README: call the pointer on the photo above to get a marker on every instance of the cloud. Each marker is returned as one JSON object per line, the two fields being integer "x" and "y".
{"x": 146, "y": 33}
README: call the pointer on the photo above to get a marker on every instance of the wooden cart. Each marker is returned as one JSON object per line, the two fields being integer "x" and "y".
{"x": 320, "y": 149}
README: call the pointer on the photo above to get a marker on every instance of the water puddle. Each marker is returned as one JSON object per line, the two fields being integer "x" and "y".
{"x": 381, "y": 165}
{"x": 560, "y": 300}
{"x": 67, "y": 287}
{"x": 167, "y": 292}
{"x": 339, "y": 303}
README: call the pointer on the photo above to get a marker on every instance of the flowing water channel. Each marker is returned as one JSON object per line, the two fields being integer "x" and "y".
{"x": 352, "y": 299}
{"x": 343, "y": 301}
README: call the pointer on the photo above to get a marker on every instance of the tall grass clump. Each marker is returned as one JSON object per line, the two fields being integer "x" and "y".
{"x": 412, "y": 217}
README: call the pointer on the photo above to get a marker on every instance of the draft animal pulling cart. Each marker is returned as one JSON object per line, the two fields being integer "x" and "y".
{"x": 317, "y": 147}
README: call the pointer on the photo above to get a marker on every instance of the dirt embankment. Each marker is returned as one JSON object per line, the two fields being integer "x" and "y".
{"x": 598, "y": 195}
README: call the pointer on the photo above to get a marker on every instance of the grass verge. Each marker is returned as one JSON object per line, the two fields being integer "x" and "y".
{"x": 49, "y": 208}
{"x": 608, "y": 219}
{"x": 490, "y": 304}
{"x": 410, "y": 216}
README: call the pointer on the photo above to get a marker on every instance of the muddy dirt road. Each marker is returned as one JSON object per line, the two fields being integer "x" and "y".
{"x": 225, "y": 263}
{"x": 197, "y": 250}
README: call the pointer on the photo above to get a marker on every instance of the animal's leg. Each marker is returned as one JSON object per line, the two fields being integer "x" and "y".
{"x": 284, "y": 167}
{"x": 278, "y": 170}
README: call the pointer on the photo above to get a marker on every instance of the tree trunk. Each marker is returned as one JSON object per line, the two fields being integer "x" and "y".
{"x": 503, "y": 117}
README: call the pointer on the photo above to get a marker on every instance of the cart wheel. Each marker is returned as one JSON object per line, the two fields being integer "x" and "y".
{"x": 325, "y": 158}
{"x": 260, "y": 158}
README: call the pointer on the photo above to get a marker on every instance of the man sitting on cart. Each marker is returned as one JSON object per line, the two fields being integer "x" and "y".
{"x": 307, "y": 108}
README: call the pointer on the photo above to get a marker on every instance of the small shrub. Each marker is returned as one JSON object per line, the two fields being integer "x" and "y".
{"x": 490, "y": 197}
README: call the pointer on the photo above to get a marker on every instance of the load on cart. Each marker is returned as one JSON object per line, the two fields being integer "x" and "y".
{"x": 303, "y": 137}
★ ★ ★ ★ ★
## EXERCISE INSTRUCTIONS
Write out the rows again, from the line with "of the load" through the end of the rows, keeping every line as it stands except that you add 88 to each x and y coordinate value.

## RESPONSE TO THE EXERCISE
README: call the pointer on the photo above to get a marker on every instance of the load on cart. Each marker is returned as one JSON object per line, the two fields being integer "x" and "y".
{"x": 391, "y": 225}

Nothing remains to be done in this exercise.